Énoncé écrit 1 –
D'après l'extrait d'entretien ci-dessous, qui avait formé le groupe Cruciferius ?

━━ Extrait du document ━━

C’est une approche chronologique ?
F.B.
 : Oui, ça commence avec mon premier boulot rémunéré à Saint-Cast-le-Guildo en Bretagne. J’ai 17 ans et ça a duré le temps d’un été. C’était un quartet jazz. J’ai bossé comme un malade. A quatre, on ne peut pas se cacher derrière l’autre. J’ai énormément appris. On jouait tous les soirs et moi je bossais les morceaux dans la journée. Je n’ai pas profité de la plage ! C’est à ce moment-là que je dis que ça pourrait être mon métier. Au départ, j’étais parti pour devenir illustrateur et graphiste. J’étais aux Beaux Art de Rouen. A 20 ans, je monte à Paris : c’était en 1967 / 1968. Autant dire que c’était mouvementé et que je ne suis pas resté à l’école ! J’ai quitté les Arts Déco pour vivre ma vie de musicos. C’était au sein de Cruciferius qui avait quand même un contrat d’enregistrement. On tournait pas mal. Le groupe avait été formé par Christian Vander qui est parti en Italie 15 jours après que je sois arrivé. Au final, Cruciferius a été très formateur : premier groupe parisien, premières séances d’enregistrement, premier disque, etc.

━━━
━━ Données fournies ━━

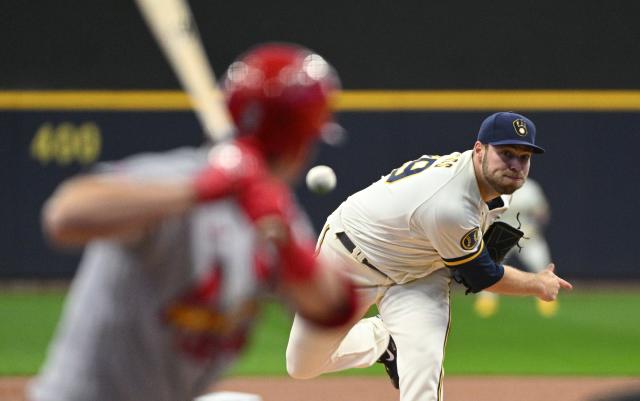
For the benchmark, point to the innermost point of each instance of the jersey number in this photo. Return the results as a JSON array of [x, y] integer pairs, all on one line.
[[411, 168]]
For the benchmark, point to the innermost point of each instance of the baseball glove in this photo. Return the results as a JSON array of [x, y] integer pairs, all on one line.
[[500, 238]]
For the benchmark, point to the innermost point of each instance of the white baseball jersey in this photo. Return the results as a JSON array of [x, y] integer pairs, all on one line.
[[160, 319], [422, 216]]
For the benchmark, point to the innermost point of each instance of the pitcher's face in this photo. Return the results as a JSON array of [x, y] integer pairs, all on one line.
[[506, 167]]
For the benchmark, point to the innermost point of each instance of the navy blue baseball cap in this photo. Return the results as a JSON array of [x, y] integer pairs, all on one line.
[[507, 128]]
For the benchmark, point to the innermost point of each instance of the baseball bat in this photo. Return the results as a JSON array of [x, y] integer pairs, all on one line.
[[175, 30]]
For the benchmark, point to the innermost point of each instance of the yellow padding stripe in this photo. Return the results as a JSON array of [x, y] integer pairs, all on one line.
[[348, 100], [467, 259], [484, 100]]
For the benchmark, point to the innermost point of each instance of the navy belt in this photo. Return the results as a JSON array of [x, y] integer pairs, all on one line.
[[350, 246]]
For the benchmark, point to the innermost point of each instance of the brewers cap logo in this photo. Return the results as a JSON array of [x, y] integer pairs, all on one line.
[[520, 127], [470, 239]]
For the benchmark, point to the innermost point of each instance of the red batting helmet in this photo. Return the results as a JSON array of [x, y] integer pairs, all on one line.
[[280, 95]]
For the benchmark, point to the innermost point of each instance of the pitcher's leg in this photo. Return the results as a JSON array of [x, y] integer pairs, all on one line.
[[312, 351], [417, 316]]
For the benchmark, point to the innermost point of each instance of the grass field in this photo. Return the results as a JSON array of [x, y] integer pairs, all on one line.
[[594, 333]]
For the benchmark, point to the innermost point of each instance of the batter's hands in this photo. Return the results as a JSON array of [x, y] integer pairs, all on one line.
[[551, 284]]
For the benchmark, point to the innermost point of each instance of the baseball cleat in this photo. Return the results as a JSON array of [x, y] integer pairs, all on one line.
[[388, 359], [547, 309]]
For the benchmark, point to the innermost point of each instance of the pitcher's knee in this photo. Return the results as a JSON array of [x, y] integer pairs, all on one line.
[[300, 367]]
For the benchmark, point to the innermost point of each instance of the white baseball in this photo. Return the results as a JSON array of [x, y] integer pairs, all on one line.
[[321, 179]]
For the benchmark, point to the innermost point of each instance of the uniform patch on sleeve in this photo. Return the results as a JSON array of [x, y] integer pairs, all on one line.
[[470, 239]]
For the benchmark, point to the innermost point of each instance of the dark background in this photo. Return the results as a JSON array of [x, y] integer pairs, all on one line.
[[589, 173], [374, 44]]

━━━

Énoncé écrit 2 –
Renvoyez tel quel le passage du listing qui part de son début et s'achève sur la ligne contenant « [[312, 351], [417, 316]] », ces deux bornes comprises. N'incluez pas les images dans votre réponse.

Corrigé de l'exercice 1 –
Christian Vander.

Corrigé de l'exercice 2 –
For the benchmark, point to the innermost point of each instance of the jersey number in this photo. Return the results as a JSON array of [x, y] integer pairs, all on one line.
[[411, 168]]
For the benchmark, point to the innermost point of each instance of the baseball glove in this photo. Return the results as a JSON array of [x, y] integer pairs, all on one line.
[[500, 238]]
For the benchmark, point to the innermost point of each instance of the white baseball jersey in this photo. Return the results as a JSON array of [x, y] integer pairs, all on one line.
[[160, 319], [422, 216]]
For the benchmark, point to the innermost point of each instance of the pitcher's face in this photo. Return the results as a JSON array of [x, y] integer pairs, all on one line.
[[506, 167]]
For the benchmark, point to the innermost point of each instance of the navy blue baseball cap in this photo. Return the results as a JSON array of [x, y] integer pairs, all on one line.
[[507, 128]]
For the benchmark, point to the innermost point of each instance of the baseball bat in this photo. Return the results as a JSON array of [x, y] integer pairs, all on one line.
[[175, 30]]
For the benchmark, point to the innermost point of each instance of the yellow padding stripe in this photo. Return the results as a JSON array of [x, y] integer pairs, all on one line.
[[348, 100], [467, 259], [484, 100]]
For the benchmark, point to the innermost point of each instance of the navy belt in this photo. Return the results as a JSON array of [x, y] integer pairs, all on one line.
[[350, 246]]
For the benchmark, point to the innermost point of each instance of the brewers cap logo in this photo. Return the results as a JSON array of [x, y] integer pairs, all on one line.
[[520, 127], [470, 239]]
For the benchmark, point to the innermost point of each instance of the red batting helmet in this photo. Return the results as a JSON array of [x, y] integer pairs, all on one line.
[[280, 95]]
For the benchmark, point to the innermost point of each instance of the pitcher's leg in this photo. Return the results as a JSON array of [x, y] integer pairs, all on one line.
[[312, 351], [417, 316]]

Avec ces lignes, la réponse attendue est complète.